→ Task item
The lines from the start of the records through the one containing "pixel 274 76" are to be restated word for word; please include both ends.

→ Provided data
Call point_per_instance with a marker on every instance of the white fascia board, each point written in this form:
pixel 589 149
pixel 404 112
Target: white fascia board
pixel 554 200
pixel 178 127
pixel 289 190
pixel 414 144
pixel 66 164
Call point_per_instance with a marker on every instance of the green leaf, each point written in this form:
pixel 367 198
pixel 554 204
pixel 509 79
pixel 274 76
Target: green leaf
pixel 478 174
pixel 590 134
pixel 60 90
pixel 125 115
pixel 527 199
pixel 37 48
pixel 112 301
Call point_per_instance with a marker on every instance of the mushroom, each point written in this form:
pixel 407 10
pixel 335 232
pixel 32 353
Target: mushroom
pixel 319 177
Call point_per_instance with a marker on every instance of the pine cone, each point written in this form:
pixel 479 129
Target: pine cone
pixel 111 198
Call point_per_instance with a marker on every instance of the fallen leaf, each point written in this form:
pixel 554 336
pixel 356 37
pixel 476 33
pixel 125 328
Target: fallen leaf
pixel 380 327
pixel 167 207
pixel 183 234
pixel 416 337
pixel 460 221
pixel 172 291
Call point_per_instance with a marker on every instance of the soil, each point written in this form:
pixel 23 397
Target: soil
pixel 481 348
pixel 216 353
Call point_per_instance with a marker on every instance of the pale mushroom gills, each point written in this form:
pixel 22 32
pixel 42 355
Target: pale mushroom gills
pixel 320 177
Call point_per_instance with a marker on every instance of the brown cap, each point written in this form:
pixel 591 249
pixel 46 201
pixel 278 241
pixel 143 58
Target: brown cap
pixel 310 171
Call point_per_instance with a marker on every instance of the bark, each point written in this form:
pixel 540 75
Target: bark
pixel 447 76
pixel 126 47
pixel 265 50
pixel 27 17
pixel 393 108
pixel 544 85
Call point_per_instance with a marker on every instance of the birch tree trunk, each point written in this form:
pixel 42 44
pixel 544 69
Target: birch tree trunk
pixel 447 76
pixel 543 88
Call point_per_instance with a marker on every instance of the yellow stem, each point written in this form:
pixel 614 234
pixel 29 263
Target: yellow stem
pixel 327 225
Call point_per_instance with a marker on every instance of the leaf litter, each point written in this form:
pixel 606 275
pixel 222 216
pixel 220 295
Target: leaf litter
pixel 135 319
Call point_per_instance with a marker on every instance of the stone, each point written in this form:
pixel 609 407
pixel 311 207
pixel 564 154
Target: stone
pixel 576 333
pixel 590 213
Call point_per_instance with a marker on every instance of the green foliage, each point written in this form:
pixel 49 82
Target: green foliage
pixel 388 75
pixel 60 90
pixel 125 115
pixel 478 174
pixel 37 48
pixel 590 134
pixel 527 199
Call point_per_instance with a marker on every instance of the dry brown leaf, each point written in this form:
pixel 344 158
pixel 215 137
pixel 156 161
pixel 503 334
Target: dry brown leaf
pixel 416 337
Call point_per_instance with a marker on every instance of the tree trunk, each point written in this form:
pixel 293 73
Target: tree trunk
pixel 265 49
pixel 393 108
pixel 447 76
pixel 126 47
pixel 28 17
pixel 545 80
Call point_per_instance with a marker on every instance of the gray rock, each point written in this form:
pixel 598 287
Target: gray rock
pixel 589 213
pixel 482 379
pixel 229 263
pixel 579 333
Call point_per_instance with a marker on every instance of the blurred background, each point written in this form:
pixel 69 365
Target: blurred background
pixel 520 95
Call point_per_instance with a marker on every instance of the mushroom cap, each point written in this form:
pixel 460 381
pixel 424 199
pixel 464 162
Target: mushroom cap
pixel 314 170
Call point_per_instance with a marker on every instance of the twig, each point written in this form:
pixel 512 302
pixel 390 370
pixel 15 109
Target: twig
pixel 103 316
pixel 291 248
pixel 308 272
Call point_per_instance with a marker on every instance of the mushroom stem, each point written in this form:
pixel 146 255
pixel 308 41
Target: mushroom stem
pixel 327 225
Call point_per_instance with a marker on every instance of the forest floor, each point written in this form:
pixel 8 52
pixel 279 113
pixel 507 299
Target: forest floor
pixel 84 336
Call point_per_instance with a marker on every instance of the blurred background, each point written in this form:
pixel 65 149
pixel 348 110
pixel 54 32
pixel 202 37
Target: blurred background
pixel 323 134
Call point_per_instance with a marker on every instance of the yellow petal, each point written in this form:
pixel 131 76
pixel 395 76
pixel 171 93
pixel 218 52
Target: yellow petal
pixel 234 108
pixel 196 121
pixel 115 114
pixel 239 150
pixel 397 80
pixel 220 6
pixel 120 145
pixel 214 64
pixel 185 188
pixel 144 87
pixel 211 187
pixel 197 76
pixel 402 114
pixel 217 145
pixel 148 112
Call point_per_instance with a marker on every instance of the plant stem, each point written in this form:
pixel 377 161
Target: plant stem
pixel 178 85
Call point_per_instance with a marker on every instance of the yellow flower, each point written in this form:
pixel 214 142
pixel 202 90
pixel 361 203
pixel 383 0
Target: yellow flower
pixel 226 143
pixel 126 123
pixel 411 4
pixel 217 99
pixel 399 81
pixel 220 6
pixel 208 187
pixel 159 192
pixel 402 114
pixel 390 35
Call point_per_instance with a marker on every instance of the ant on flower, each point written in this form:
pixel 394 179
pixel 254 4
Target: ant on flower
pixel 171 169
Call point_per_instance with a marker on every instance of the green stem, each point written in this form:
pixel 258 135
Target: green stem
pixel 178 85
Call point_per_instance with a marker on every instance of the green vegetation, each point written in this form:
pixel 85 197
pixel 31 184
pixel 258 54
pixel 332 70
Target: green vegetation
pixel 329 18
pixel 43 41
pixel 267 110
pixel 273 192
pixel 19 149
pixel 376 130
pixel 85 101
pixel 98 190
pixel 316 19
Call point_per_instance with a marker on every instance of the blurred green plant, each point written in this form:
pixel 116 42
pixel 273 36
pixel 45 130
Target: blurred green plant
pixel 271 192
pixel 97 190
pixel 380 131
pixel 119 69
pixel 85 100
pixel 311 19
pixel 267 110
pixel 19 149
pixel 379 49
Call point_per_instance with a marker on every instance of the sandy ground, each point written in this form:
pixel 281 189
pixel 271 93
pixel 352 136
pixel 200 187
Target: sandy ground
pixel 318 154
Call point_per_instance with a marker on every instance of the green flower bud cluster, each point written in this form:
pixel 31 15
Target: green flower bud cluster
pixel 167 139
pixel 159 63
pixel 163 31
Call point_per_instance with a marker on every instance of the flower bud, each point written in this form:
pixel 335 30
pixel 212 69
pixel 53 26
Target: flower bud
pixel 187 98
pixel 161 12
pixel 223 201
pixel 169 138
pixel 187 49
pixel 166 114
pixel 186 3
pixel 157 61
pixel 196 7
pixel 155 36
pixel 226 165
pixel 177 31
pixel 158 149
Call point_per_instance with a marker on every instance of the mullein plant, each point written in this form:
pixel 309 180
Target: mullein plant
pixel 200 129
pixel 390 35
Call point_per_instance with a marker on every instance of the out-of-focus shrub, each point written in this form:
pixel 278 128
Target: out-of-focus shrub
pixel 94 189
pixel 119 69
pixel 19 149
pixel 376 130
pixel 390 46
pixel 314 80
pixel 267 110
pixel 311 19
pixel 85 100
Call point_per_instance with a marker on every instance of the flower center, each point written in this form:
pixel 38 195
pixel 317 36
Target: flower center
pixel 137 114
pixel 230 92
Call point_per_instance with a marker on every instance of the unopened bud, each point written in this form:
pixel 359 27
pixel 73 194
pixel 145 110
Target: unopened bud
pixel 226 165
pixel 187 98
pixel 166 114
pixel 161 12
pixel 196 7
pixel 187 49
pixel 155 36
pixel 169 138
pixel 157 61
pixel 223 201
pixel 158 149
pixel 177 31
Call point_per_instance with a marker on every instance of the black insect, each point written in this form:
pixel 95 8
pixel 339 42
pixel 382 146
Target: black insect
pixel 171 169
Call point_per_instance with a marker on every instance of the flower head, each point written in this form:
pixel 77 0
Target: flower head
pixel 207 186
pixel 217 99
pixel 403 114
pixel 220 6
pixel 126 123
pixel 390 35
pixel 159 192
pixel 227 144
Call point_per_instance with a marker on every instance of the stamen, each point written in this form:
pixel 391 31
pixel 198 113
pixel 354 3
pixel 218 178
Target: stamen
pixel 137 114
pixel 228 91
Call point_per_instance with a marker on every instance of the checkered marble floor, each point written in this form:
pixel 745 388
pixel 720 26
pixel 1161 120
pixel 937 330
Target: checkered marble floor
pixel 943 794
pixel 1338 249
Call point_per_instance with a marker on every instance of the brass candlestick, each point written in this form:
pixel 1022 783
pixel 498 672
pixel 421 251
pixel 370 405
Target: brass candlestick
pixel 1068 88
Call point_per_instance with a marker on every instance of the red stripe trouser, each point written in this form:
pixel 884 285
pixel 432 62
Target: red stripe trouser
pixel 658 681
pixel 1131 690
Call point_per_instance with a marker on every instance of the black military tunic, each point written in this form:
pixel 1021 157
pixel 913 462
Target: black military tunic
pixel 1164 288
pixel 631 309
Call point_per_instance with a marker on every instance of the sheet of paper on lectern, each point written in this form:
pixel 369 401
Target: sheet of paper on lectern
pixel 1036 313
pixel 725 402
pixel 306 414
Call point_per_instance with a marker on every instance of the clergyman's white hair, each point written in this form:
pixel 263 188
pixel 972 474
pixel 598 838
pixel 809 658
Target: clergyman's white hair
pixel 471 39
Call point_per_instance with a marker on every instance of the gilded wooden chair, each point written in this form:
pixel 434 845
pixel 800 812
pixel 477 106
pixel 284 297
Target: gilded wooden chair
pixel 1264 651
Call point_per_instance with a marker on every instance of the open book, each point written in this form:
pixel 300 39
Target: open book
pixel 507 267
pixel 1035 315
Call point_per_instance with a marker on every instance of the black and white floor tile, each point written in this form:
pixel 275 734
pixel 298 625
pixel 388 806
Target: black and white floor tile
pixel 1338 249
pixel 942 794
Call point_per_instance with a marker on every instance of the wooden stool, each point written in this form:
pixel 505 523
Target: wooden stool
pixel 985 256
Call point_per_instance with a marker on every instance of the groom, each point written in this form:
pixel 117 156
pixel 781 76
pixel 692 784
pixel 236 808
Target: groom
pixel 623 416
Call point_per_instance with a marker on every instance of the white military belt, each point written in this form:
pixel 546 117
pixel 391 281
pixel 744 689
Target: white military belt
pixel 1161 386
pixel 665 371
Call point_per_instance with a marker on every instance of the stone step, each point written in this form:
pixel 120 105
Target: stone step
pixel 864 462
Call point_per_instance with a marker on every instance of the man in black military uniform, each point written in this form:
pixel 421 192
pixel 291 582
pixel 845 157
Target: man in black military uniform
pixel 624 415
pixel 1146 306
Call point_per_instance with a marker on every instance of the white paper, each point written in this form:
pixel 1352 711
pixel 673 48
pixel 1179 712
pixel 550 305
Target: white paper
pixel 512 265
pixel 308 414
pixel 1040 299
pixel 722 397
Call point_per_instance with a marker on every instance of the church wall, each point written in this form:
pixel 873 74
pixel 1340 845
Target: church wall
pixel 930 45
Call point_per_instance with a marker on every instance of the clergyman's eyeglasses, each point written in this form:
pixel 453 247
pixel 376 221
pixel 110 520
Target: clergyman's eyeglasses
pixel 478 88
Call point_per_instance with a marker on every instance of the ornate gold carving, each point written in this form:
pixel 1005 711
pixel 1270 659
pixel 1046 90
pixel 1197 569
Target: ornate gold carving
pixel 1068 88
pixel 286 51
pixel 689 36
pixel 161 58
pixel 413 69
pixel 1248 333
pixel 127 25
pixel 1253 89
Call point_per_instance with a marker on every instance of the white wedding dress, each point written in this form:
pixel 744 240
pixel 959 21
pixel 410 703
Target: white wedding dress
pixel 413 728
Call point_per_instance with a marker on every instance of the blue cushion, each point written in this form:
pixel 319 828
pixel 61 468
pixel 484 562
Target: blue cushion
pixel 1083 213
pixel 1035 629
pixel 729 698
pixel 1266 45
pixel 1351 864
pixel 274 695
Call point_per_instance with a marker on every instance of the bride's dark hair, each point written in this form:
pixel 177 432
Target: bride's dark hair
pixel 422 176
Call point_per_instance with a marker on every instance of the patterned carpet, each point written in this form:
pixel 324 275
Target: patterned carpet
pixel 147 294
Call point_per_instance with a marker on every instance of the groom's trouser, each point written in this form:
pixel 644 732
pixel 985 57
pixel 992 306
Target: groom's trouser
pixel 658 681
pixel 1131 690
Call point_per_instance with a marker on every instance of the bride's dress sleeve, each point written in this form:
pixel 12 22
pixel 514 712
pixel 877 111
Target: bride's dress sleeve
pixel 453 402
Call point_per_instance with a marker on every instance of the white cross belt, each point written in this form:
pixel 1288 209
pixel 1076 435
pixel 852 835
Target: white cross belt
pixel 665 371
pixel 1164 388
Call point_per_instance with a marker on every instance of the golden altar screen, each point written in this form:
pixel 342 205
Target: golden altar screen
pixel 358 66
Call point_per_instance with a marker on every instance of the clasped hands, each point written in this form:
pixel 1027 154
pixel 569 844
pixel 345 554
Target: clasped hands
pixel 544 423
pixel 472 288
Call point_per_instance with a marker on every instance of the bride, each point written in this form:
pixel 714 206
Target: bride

→ Solved exercise
Call point_per_instance with a marker on every instance of the white fascia board, each point written in this form:
pixel 589 149
pixel 404 112
Target: white fascia board
pixel 554 200
pixel 178 127
pixel 289 190
pixel 414 144
pixel 66 164
Call point_per_instance with a marker on every instance of the green leaf, each point written in this form:
pixel 367 198
pixel 554 204
pixel 509 79
pixel 274 76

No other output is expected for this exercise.